**Aufgabenstellung**
Beantworte anhand des Textes über den Fluss Whanganui die folgenden Fragen.
(a) Welchen Namen geben die Maori dem Whanganui?
(b) Welchen beiden Flüssen gab Indien menschlichen Status?
(c) Wie viele Neuseeland-Dollar bekam der Stamm als Entschädigung?

**Extrahierter Text**
----

Die Welt hat den Kiwis viel zu verdanken: das erste Wahlrecht für Frauen, Bungy-Springer und die Pavlova-Baiser-Torte. Aber als Trendsetter galt mein kleines Völkchen am untersten Rand des Globus‘ bisher eher nicht. Meistens hinken wir Jahre hinterher. Alter Scherz: „What’s the time in New Zealand?“ – „Still 1995“. Doch jetzt setzen wir Weltrekorde: Erstmals wurde hier ein Fluss zur juristischen Person benannt.

Der Whanganui auf der Nordinsel ist der drittlängste Fluss Neuseelands. Von den Maori wird er Te Awa Tupua genannt und tief verehrt. Was war passiert? War jemand in ihm ertrunken und wird er dafür nun verklagt? Kann alles noch passieren, inklusive Schmerzensgeld, denn der Fluss ist jetzt reich. Letzte Woche stufte ihn das Parlament in Wellington als lebende Einheit ein, „mit allen dazugehörigen Rechten und Pflichten“. Das gab’s noch nirgendwo. Indien zog darauf gleich nach und gab – angelehnt an unser Vorbild – den Flüssen Ganges und Yamuna menschlichen Status.

Zum Whanganui gibt es eine tiefe spirituelle Verbindung. Jeder Baum, jeder Berg, jeder See ist für einen Maori genauso wichtig und lebendig wie ein Mensch. Ein bekanntes Sprichwort der Maori, und davon gibt es viele, heißt: „Ich bin der Fluss und der Fluss bin ich.“ Im Wasser tummelt sich außerdem gerne der taniwha – ein Geist, mit dem nicht zu spaßen ist. Aber nicht übernatürliche Kräfte waren bei dem historischen Sieg im Spiel, sondern vor allem teuer bezahlte Anwälte.

Seit 170 Jahren kämpft ein Stamm der Ureinwohner bereits um seine Rechte an dem heiligen Fluss. Es ist der längste Rechtstreit in der Geschichte des Landes – alles im Rahmen der Wiedergutmachungen unter dem „Treaty“, dem Vertrag von Waitangi, der indigene Kultur, Rechte und Landbesitz schützen soll. 80 Millionen Neuseeland-Dollar (über 52 Millionen Euro) bekam der Stamm als Entschädigung, dazu 30 Millionen, um den Fluss wieder flott zu machen. Und noch eine Million für die juristische Abwicklung des Ganzen.

----

**Angezeigte Daten**

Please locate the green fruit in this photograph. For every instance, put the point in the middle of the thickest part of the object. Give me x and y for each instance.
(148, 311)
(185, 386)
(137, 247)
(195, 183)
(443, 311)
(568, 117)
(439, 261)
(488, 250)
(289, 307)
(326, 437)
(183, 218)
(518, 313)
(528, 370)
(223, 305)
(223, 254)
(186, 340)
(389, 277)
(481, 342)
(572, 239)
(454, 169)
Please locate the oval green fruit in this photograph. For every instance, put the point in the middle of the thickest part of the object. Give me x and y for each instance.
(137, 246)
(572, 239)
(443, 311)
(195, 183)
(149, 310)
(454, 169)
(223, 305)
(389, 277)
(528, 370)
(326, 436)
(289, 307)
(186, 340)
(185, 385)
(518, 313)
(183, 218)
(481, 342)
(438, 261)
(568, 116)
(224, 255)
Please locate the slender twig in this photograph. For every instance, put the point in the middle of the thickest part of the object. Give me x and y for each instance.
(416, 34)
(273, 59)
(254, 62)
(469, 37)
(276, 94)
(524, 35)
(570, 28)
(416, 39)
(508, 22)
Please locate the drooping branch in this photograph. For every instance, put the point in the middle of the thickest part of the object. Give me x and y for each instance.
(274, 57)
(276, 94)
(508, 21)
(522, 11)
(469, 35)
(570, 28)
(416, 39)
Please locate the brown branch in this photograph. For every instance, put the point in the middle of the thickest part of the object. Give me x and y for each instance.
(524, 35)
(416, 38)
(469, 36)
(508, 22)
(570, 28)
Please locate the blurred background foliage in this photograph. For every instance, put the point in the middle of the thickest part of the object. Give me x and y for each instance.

----

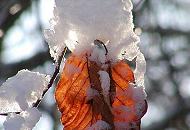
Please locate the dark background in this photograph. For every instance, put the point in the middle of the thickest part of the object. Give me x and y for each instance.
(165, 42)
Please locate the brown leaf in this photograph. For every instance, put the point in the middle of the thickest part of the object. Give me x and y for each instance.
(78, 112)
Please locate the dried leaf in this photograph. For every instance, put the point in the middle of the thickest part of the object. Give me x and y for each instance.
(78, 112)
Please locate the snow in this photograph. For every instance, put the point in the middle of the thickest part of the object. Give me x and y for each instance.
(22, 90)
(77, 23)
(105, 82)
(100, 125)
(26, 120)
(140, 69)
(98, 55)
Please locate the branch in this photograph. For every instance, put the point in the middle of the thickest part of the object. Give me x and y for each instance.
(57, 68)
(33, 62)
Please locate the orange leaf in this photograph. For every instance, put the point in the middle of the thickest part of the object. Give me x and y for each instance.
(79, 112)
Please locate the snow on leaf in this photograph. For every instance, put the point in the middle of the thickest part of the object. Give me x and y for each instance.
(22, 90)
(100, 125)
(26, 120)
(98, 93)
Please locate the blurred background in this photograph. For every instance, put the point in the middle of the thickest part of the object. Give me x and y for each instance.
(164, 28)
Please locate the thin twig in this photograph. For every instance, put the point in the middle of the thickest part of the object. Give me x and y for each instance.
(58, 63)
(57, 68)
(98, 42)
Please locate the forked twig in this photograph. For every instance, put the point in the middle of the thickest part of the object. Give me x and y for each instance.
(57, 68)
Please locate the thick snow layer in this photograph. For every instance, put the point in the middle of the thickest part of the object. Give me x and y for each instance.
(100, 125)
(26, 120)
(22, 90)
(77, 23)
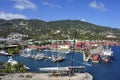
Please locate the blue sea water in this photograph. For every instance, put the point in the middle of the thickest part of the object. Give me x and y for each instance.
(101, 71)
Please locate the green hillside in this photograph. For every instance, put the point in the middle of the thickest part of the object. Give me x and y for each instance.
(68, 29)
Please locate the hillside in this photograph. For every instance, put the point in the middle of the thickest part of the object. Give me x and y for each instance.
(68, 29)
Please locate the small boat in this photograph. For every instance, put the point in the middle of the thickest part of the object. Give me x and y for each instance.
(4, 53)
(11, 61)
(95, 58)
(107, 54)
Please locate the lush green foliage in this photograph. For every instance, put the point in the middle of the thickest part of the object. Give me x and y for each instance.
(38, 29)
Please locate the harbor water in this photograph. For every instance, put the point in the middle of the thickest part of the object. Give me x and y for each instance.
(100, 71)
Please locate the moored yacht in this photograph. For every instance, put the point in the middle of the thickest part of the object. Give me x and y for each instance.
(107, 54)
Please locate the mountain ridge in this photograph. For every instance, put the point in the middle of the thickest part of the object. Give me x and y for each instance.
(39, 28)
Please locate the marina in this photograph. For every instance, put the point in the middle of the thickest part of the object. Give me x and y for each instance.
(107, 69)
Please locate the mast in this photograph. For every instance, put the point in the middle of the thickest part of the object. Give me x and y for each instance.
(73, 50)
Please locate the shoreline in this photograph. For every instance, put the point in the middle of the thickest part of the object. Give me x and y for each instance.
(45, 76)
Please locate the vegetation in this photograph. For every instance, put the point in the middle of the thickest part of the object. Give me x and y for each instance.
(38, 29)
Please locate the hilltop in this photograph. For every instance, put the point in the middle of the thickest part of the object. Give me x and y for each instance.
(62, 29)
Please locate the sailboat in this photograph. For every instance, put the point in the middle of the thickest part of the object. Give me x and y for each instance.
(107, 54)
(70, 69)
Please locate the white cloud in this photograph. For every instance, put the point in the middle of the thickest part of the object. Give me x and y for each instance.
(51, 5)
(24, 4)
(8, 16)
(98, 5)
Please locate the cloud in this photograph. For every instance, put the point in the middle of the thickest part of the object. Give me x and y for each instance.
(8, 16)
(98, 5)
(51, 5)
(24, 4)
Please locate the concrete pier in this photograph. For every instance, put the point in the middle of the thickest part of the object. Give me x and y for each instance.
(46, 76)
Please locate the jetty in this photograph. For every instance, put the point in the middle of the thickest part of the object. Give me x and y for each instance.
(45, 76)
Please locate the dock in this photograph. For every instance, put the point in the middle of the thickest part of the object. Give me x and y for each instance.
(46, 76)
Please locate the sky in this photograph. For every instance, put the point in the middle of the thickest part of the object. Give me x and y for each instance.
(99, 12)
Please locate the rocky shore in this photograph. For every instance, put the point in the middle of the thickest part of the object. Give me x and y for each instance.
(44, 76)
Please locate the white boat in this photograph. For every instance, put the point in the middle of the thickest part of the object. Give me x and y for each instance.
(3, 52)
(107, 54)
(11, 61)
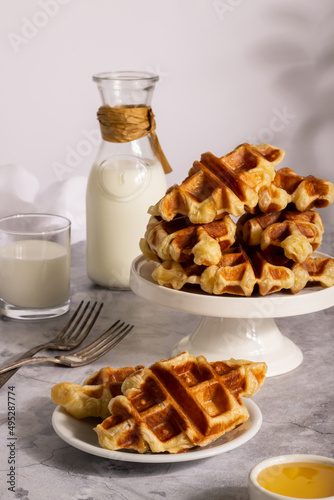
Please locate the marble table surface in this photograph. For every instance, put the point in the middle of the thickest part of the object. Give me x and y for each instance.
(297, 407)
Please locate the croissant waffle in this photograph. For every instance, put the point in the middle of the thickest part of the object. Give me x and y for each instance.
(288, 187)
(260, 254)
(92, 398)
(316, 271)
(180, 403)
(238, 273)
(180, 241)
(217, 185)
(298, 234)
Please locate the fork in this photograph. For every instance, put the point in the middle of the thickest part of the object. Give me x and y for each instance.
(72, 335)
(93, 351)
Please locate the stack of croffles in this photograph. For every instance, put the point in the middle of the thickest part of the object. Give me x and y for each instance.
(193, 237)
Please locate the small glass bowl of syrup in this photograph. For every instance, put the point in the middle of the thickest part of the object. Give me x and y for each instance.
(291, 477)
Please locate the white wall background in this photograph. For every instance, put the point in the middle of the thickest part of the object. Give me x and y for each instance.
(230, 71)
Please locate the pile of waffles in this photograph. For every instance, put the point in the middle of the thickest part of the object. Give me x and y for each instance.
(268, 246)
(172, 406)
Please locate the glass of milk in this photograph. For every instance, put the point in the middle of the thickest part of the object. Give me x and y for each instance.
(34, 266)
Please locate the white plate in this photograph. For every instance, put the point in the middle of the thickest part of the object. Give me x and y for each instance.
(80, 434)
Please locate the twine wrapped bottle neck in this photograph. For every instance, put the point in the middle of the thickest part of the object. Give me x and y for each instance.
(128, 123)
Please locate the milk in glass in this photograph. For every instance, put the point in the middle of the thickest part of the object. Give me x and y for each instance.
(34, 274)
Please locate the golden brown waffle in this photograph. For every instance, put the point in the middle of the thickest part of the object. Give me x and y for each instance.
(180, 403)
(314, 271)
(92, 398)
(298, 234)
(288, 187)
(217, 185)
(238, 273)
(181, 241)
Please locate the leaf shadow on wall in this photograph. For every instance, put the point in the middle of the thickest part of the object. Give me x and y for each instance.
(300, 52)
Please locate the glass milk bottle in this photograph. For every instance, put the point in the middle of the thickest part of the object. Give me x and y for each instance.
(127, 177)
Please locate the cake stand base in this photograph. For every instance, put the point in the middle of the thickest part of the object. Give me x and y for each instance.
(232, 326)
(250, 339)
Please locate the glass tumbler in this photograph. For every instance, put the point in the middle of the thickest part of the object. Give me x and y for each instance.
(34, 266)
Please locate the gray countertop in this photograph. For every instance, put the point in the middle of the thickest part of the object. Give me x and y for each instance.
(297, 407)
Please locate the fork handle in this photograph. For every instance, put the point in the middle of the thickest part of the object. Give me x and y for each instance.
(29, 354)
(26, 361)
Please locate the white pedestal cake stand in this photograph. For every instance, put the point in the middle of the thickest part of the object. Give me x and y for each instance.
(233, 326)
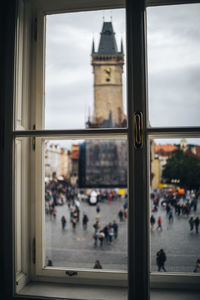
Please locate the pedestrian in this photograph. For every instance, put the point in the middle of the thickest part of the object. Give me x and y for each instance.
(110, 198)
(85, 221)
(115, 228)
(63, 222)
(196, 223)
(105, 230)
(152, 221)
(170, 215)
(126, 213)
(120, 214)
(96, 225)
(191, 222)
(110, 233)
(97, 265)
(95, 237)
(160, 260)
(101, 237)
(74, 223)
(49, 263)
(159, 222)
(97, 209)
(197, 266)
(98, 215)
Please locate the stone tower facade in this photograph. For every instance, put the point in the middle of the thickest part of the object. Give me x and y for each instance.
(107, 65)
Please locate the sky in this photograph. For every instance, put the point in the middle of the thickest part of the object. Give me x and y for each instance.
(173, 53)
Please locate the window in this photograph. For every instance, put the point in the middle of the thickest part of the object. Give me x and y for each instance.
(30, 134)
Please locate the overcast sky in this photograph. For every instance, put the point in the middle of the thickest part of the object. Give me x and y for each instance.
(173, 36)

----

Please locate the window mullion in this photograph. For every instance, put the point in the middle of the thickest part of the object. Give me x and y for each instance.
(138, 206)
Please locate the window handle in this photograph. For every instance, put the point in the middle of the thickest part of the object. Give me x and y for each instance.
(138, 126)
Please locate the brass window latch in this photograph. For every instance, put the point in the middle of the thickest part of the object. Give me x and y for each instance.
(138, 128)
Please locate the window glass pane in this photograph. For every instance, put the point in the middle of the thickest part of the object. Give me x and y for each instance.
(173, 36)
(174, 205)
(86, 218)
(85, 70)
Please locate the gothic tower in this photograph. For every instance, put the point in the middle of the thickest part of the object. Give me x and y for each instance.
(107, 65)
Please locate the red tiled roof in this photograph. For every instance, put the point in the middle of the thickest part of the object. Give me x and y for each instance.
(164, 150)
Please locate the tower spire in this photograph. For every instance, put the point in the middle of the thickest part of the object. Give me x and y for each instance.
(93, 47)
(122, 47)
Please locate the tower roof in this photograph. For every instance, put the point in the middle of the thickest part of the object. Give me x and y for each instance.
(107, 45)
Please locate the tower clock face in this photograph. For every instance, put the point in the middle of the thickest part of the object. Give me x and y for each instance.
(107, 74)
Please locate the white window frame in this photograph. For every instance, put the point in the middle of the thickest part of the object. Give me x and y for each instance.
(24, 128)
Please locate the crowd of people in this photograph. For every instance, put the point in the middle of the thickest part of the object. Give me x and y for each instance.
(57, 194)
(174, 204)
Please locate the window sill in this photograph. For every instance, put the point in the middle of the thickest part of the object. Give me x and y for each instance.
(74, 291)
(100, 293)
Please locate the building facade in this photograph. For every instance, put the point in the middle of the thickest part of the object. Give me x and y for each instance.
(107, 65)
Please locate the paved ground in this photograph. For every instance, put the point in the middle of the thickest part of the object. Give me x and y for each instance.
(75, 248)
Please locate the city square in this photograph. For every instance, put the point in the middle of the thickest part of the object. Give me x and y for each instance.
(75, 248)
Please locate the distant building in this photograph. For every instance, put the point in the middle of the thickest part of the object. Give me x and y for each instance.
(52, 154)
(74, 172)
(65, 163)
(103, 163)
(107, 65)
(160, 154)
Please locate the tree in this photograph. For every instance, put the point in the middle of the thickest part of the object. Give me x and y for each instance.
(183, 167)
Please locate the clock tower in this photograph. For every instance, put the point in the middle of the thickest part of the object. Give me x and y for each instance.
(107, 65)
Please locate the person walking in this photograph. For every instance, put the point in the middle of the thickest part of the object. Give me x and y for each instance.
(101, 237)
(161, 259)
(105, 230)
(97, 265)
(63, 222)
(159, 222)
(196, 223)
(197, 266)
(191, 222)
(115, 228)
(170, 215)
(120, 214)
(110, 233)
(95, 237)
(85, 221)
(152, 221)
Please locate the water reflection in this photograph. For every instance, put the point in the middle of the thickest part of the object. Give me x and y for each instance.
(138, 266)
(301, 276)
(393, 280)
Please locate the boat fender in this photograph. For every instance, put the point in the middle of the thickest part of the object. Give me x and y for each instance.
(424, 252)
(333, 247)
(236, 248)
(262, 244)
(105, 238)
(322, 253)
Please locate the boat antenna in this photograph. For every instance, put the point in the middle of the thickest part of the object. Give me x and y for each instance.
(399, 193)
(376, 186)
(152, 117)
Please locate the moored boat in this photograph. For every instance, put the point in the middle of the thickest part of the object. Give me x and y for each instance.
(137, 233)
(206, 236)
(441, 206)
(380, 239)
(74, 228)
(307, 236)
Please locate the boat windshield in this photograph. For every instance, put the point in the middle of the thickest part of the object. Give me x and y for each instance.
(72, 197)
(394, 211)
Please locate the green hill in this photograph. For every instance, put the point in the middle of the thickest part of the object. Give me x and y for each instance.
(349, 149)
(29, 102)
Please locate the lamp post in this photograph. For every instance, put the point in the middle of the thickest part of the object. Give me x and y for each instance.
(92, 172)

----

**Antwortbereich**
(a) Te Awa Tupua
(b) Dem Ganges und der Yamuna
(c) 80 Millionen Neuseeland-Dollar